▶ **Request 1**: State how many lines of the entries below contain the string "mount", counting only matches with the same case. Give the number and nothing else.

-- Start of Excerpt provided --

A newly elected Prime Minister, rising consumer energy prices and the cost-of-living crisis continue to dominate the news. Read on to see how markets have fared so far this week.
Russia cuts off European gas supply
Russia has indefinitely suspended delivery of natural gas through the Nord Stream 1 pipeline, which supplies Europe and is operated by Russia’s state-owned Gazprom. The company blames ‘maintenance issues’ for the suspension, but many believe it is retaliation against the G7’s decision to impose a price cap on Russian oil to limit the Putin regime’s access to revenue.
European countries’ gas storage facilities are now 80% full. However, this would last only around 80 days at average winter temperatures, raising the possibility that European countries may have to ration energy and reduce production if gas supplies from Russia do not resume.

-- End of Excerpt provided --
-- Start of Material provided --

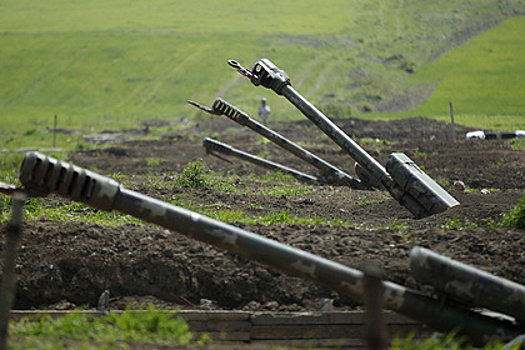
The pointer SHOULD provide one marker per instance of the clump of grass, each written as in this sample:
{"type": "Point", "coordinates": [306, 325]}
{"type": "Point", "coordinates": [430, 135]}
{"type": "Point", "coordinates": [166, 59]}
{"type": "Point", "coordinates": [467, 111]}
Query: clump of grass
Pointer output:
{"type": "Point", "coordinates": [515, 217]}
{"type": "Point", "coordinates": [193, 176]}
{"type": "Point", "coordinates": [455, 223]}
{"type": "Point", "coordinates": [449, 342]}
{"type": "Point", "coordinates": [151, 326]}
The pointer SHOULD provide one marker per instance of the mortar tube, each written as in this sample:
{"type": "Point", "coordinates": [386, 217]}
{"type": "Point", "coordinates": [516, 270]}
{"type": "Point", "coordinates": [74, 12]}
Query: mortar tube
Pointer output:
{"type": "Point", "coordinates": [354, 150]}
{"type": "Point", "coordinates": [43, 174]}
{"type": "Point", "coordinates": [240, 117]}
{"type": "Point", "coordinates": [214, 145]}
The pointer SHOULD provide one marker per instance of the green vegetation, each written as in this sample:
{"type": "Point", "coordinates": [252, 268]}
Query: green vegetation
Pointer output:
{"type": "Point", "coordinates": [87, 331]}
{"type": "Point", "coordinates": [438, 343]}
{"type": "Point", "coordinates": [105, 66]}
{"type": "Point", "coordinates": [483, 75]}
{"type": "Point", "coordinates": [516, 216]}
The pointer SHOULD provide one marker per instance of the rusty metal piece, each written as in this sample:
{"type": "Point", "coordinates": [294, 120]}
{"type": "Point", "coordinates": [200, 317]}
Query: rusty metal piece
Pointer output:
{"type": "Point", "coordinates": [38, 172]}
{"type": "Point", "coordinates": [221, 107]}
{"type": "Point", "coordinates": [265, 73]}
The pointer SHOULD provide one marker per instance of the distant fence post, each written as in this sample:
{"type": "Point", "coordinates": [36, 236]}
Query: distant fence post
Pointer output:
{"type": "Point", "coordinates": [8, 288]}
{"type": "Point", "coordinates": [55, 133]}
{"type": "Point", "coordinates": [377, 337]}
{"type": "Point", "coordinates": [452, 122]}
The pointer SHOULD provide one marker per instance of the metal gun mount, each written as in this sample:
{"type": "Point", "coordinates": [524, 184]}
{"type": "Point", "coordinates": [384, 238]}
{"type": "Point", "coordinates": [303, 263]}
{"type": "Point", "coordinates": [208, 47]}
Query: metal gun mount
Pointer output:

-- End of Material provided --
-- Start of Material provided --

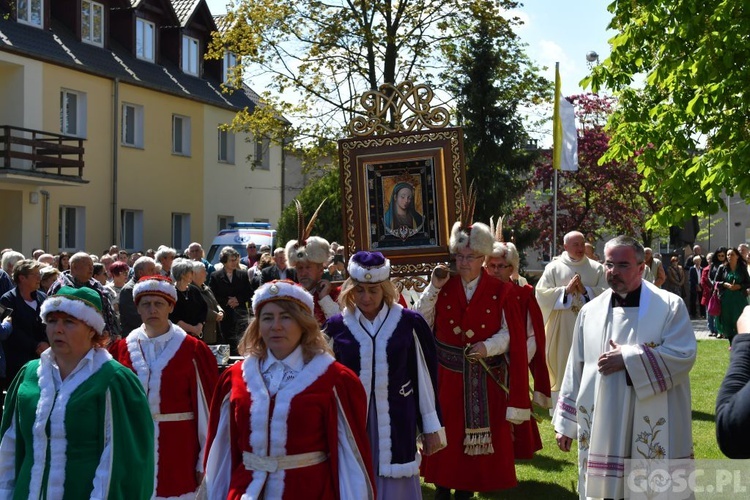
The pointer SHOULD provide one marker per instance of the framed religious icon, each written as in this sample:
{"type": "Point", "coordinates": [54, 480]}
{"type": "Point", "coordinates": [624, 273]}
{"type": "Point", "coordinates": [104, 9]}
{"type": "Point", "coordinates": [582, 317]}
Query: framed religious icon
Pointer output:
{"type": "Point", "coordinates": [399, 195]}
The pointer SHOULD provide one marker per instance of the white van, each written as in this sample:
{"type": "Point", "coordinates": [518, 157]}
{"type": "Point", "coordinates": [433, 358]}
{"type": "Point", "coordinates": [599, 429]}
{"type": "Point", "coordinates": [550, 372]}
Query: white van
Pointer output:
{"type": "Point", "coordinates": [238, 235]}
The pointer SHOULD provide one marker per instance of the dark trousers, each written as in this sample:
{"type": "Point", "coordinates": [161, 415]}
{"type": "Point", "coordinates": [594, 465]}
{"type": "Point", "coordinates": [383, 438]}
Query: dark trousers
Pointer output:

-- End of Material provided --

▶ **Request 2**: Reproduce word for word the part of the energy news text above, starting with "Russia cuts off" and going on through "access to revenue.".

▶ **Reply 1**: 2

▶ **Reply 2**:
Russia cuts off European gas supply
Russia has indefinitely suspended delivery of natural gas through the Nord Stream 1 pipeline, which supplies Europe and is operated by Russia’s state-owned Gazprom. The company blames ‘maintenance issues’ for the suspension, but many believe it is retaliation against the G7’s decision to impose a price cap on Russian oil to limit the Putin regime’s access to revenue.